§ Challenge: Present the part of the data that opens with the line containing "Target: yellow high-visibility jacket" and closes with the line containing "top-left (582, 462), bottom-right (800, 720)", both of those lines included, as a numbered list without blank lines.

§ Stored data:
-*-

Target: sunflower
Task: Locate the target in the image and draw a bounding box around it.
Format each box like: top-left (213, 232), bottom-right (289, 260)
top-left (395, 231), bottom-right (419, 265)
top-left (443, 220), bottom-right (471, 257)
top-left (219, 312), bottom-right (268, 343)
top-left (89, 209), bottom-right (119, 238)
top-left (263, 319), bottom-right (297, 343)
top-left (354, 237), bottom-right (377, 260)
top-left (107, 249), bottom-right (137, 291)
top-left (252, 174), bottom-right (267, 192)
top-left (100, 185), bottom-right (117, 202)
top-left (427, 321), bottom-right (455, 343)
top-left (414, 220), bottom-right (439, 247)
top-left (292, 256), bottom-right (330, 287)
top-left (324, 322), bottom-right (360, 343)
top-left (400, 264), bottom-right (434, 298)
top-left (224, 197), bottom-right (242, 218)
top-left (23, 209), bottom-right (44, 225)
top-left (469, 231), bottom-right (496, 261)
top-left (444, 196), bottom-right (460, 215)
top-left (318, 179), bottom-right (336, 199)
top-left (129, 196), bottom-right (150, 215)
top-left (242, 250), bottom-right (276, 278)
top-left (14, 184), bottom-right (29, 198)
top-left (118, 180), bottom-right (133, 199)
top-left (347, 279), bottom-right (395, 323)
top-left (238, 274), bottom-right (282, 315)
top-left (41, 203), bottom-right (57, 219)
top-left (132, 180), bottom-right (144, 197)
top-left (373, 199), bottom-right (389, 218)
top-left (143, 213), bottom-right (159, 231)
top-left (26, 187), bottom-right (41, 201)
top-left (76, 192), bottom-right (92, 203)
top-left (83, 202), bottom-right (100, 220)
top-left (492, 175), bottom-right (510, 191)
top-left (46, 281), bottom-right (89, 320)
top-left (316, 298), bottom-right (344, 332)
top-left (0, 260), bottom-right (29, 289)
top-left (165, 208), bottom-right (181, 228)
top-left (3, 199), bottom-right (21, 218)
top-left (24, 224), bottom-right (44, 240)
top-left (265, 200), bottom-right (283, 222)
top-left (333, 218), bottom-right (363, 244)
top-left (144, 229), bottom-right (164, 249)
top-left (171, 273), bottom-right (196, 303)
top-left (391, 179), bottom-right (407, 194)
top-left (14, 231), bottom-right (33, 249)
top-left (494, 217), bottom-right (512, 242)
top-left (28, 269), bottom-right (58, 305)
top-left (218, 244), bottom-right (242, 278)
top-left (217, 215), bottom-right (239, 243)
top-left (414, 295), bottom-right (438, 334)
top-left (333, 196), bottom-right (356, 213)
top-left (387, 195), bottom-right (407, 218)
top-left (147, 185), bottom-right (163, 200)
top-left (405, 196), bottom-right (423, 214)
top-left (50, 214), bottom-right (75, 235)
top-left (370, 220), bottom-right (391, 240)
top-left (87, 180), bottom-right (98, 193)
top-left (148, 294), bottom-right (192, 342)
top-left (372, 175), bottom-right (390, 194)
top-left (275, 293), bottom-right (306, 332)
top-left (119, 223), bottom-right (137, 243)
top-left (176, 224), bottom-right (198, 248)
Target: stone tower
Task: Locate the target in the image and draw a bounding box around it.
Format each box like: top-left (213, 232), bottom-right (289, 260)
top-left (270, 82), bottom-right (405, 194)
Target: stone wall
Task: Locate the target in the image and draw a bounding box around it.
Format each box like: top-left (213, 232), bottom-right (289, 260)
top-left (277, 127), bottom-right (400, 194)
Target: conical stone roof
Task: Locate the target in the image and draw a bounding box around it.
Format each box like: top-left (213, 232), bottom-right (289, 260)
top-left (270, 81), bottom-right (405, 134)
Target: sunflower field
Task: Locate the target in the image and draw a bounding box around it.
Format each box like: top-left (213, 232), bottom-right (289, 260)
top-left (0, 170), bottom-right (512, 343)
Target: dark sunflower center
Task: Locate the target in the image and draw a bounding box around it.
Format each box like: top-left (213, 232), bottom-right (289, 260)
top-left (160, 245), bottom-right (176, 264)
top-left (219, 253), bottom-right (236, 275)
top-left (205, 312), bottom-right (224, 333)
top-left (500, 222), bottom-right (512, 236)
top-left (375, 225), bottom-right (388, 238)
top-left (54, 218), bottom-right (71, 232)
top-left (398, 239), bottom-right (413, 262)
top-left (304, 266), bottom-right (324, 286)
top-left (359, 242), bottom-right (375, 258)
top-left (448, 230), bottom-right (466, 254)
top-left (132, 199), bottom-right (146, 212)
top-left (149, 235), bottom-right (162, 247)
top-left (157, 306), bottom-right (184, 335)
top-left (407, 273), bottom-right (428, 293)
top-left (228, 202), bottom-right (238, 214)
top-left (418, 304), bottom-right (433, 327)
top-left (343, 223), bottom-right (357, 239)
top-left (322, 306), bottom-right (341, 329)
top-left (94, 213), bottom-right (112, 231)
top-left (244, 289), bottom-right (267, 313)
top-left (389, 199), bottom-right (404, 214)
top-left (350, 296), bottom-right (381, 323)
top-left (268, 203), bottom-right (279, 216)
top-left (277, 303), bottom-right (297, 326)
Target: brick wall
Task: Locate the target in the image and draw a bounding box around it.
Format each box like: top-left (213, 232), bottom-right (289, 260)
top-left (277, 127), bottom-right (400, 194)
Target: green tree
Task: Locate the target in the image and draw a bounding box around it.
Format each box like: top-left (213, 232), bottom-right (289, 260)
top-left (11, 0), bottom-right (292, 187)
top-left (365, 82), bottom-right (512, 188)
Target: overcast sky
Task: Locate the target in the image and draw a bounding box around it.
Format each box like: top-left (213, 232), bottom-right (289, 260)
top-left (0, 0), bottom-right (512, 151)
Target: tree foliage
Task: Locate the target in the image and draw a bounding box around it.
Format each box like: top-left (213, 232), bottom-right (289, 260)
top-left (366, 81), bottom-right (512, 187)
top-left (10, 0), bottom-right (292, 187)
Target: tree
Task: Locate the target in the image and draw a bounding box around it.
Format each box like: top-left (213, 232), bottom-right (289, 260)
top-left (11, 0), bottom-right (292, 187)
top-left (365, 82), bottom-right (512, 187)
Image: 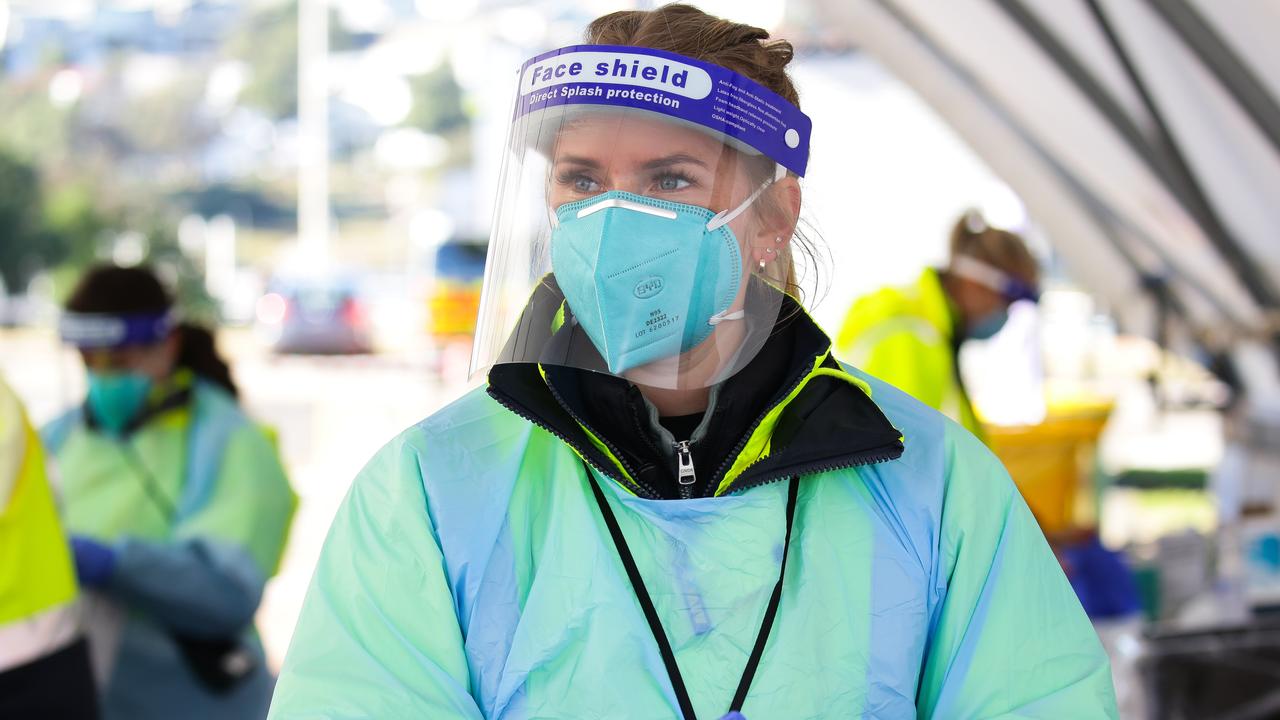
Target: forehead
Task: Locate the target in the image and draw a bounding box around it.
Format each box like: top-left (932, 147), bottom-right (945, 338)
top-left (553, 113), bottom-right (726, 161)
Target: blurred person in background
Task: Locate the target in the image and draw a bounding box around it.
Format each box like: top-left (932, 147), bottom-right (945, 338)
top-left (271, 5), bottom-right (1116, 720)
top-left (45, 265), bottom-right (296, 720)
top-left (0, 378), bottom-right (99, 720)
top-left (836, 210), bottom-right (1039, 438)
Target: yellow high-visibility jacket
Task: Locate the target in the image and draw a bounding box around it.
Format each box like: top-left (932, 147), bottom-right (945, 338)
top-left (836, 268), bottom-right (983, 438)
top-left (0, 379), bottom-right (79, 673)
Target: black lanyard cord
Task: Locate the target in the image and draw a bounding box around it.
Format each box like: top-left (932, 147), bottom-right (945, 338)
top-left (582, 462), bottom-right (800, 720)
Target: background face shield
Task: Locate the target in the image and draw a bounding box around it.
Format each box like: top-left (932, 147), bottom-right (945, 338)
top-left (472, 49), bottom-right (808, 388)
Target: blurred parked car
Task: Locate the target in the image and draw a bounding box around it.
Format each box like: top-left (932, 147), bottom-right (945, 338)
top-left (257, 275), bottom-right (372, 355)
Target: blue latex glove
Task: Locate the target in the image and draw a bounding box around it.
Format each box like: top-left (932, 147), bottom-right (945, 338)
top-left (72, 536), bottom-right (115, 589)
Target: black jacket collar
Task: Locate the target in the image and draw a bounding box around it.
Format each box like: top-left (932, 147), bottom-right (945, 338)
top-left (488, 283), bottom-right (902, 498)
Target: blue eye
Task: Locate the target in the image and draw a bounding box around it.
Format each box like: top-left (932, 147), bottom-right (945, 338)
top-left (655, 174), bottom-right (691, 192)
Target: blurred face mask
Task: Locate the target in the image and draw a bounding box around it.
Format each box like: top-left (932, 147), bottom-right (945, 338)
top-left (552, 184), bottom-right (767, 373)
top-left (969, 306), bottom-right (1009, 340)
top-left (87, 370), bottom-right (151, 436)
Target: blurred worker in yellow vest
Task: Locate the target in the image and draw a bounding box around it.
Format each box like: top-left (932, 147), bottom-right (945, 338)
top-left (836, 210), bottom-right (1039, 437)
top-left (0, 378), bottom-right (97, 719)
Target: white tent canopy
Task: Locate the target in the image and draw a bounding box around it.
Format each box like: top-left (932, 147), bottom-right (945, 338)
top-left (812, 0), bottom-right (1280, 407)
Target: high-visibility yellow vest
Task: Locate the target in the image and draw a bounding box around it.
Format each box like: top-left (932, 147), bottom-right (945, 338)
top-left (836, 268), bottom-right (983, 438)
top-left (0, 380), bottom-right (77, 670)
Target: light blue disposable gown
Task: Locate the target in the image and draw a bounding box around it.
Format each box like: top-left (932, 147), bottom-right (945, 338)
top-left (271, 361), bottom-right (1116, 720)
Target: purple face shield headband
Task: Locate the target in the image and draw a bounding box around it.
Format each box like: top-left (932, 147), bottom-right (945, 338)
top-left (58, 310), bottom-right (177, 350)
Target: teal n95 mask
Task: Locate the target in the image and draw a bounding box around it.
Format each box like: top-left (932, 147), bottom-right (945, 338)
top-left (550, 181), bottom-right (764, 373)
top-left (471, 41), bottom-right (810, 388)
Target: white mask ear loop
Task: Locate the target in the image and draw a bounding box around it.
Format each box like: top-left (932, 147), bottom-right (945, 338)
top-left (707, 310), bottom-right (746, 325)
top-left (707, 165), bottom-right (787, 231)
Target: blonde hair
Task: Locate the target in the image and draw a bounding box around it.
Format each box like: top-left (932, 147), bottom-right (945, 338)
top-left (951, 210), bottom-right (1039, 287)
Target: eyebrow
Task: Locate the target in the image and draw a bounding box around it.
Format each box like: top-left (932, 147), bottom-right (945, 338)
top-left (556, 152), bottom-right (709, 170)
top-left (556, 155), bottom-right (600, 168)
top-left (643, 152), bottom-right (708, 170)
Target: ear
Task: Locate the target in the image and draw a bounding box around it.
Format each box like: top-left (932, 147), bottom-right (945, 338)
top-left (750, 174), bottom-right (800, 264)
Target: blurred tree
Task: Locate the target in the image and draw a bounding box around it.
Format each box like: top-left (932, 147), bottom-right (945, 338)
top-left (0, 152), bottom-right (54, 293)
top-left (406, 63), bottom-right (470, 135)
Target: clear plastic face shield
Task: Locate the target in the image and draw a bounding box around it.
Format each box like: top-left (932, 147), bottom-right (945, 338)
top-left (471, 46), bottom-right (810, 388)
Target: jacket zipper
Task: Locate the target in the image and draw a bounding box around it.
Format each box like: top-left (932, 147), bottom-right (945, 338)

-*-

§ Solution for this problem:
1. Target: yellow high-visibility jacket
2. Task: Locate the target in the image and draw a bounding box around it.
3. Format each box like: top-left (932, 147), bottom-right (945, 338)
4. top-left (836, 268), bottom-right (983, 438)
5. top-left (0, 379), bottom-right (79, 673)
6. Target: black lanyard cord
7. Task: Locate the target in the image and draw a bounding box around it.
8. Format each box like: top-left (932, 147), bottom-right (945, 338)
9. top-left (582, 462), bottom-right (800, 720)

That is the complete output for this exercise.